**TASK PROMPT**:
Copy every one of the following records word for word, keeping each line as it appears.

**GIVEN RECORDS**:
|---|
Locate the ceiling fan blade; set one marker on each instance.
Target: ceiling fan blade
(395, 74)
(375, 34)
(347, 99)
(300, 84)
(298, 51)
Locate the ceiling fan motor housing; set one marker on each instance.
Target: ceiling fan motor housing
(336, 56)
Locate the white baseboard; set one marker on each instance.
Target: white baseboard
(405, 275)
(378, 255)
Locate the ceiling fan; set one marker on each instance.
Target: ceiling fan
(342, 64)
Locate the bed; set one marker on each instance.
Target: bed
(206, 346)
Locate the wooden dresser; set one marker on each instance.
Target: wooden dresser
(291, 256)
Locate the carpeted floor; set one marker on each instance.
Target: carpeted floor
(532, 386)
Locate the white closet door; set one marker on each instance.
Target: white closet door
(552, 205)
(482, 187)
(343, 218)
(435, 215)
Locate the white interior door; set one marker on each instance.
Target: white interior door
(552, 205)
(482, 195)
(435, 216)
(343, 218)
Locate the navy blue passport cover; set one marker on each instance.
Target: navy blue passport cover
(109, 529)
|---|
**COMPLETED TASK**:
Locate the ceiling fan blade; set one marker on each instance.
Target: ceiling fan blade
(395, 74)
(375, 34)
(347, 99)
(300, 84)
(298, 51)
Locate the ceiling fan motor housing; set one marker on each instance.
Target: ceiling fan motor housing
(336, 56)
Locate the white baseboard; set one marker on each instance.
Target: white baseboard
(405, 275)
(378, 255)
Locate the ceiling fan; set one marker on each instance.
Target: ceiling fan
(342, 64)
Locate the bed; set one marker on each instance.
Target: bed
(206, 346)
Locate the wooden dresser; set one marker on each instance.
Target: wooden dresser
(291, 256)
Locate the carpeted floor; set one marker on each instance.
Target: carpeted floor
(532, 386)
Locate the white closet door; set one marker on each instance.
Target: white closet door
(552, 205)
(482, 187)
(343, 218)
(435, 215)
Locate the white interior door; set one marker on each instance.
Target: white interior door
(552, 205)
(482, 195)
(435, 216)
(343, 218)
Locate the navy blue passport cover; set one marker on each instance.
Target: navy blue passport cover
(109, 529)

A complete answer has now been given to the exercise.